● EXERCISE OBJECTIVE: Reproduce word for word the part of the text on textual instruments below that begins at "Textual instruments make" and stops after "the Warren Commission.".

● EXCERPTED TEXT:
Two "textual instruments"

About Regime Change & News Reader

Textual instruments make text playable in a new way. At first, as one encounters their workings, they are toys for exploring language — more flexible than link-node hypertext, more responsive than batch-mode natural language generators. With growing experience, these instruments can also become tools for textual performance.

Regime Change begins with a news article from April 2003, following the bombardment that began the U.S. invasion of Iraq. George W. Bush cites "eyewitness" intelligence that Saddam Hussein was assassinated by targeted U.S. bombing, and clings to the contention that the Iraqi president was hiding "weapons of mass destruction." Playing Regime Change brings forth texts generated from a document that records a different U.S. attitude toward presidential assassination and eyewitness intelligence — the report of the Warren Commission.

News Reader is software for reading and playing the network news environment. News Reader initially offers the current "top stories" from Yahoo! News — which are always drawn from mainstream sources. Playing these stories brings forth texts generated from alternative press stories, portions of which are (through interaction) introduced into the starting texts, gradually altering them. News Reader is an artwork designed for daily use, providing an at times humorous, at times disturbing experience of our news and the chains of language that run through it.

These two instruments operate using the statistics of n-grams, a technique used for textual games for more than 50 years (the report of the first game appearing in Claude Shannon's 1948 "A Mathematical Theory of Communication"). These n-grams are chains of words, and these instruments use shared chains between documents as "bridges," allowing movement from the text of one document into a body of text created from others (and back). By using this approach to make text playable, by taking the logic of word chains to defamiliarizing and sometimes humorous extremes, Regime Change and News Reader provide ways to perform William Burroughs's injunction to "cut word lines" — to break the chains of conceptual association that say this follows from that, the constant association of these words in the speech we hear and echo to others on a daily basis. They were commissioned by New Radio and Performing Arts (aka Ether-Ore) for its Turbulence web site, with funding from the LEF Foundation.

● SOURCE DATA:
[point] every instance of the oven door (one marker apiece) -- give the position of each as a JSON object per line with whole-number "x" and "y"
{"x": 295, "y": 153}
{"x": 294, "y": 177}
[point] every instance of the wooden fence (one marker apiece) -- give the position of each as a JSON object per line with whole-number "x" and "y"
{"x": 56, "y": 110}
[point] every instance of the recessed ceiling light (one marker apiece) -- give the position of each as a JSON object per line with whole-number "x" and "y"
==
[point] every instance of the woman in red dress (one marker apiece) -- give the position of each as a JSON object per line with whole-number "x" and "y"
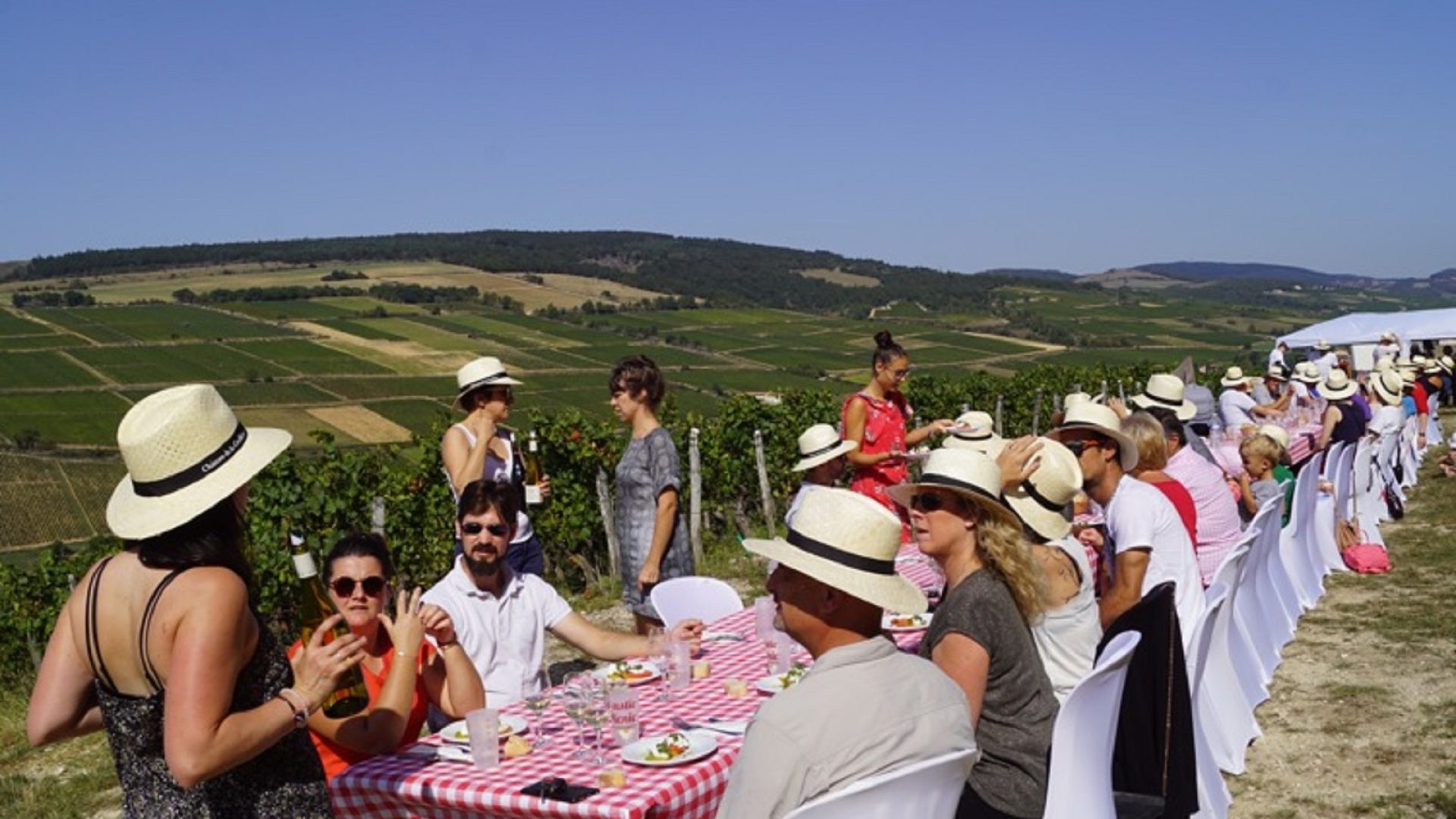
==
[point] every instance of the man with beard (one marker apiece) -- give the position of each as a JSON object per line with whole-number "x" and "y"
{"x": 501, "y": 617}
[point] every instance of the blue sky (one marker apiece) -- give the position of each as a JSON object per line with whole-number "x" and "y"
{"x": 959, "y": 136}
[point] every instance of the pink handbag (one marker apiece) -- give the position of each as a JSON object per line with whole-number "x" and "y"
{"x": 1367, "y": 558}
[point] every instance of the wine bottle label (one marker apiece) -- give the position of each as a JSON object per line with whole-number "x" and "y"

● ANSWER TO THE PROBLEM:
Textual instruments make text playable in a new way. At first, as one encounters their workings, they are toys for exploring language — more flexible than link-node hypertext, more responsive than batch-mode natural language generators. With growing experience, these instruments can also become tools for textual performance.

Regime Change begins with a news article from April 2003, following the bombardment that began the U.S. invasion of Iraq. George W. Bush cites "eyewitness" intelligence that Saddam Hussein was assassinated by targeted U.S. bombing, and clings to the contention that the Iraqi president was hiding "weapons of mass destruction." Playing Regime Change brings forth texts generated from a document that records a different U.S. attitude toward presidential assassination and eyewitness intelligence — the report of the Warren Commission.